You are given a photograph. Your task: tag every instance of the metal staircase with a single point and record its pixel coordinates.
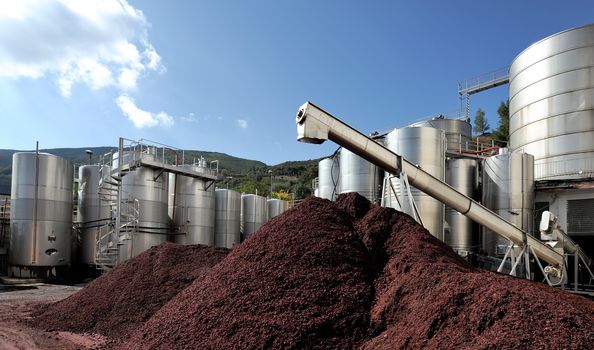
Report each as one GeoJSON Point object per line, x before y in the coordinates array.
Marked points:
{"type": "Point", "coordinates": [125, 209]}
{"type": "Point", "coordinates": [109, 237]}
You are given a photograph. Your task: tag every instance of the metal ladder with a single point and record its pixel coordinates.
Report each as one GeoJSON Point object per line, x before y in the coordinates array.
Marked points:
{"type": "Point", "coordinates": [108, 237]}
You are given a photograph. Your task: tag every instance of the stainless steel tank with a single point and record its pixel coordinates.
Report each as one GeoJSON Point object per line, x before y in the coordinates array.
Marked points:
{"type": "Point", "coordinates": [93, 213]}
{"type": "Point", "coordinates": [458, 132]}
{"type": "Point", "coordinates": [193, 209]}
{"type": "Point", "coordinates": [359, 175]}
{"type": "Point", "coordinates": [426, 147]}
{"type": "Point", "coordinates": [41, 210]}
{"type": "Point", "coordinates": [146, 189]}
{"type": "Point", "coordinates": [461, 233]}
{"type": "Point", "coordinates": [276, 207]}
{"type": "Point", "coordinates": [508, 190]}
{"type": "Point", "coordinates": [551, 95]}
{"type": "Point", "coordinates": [328, 178]}
{"type": "Point", "coordinates": [253, 213]}
{"type": "Point", "coordinates": [227, 218]}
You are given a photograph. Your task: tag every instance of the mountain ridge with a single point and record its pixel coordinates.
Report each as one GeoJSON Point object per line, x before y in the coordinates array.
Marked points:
{"type": "Point", "coordinates": [230, 167]}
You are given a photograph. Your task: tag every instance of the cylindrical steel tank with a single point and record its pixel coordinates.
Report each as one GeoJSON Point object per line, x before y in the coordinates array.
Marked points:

★ ★ ★ ★ ★

* _What is required_
When the word "Your" appears in a line of the data, that line is counted; report the number only.

* _Output_
5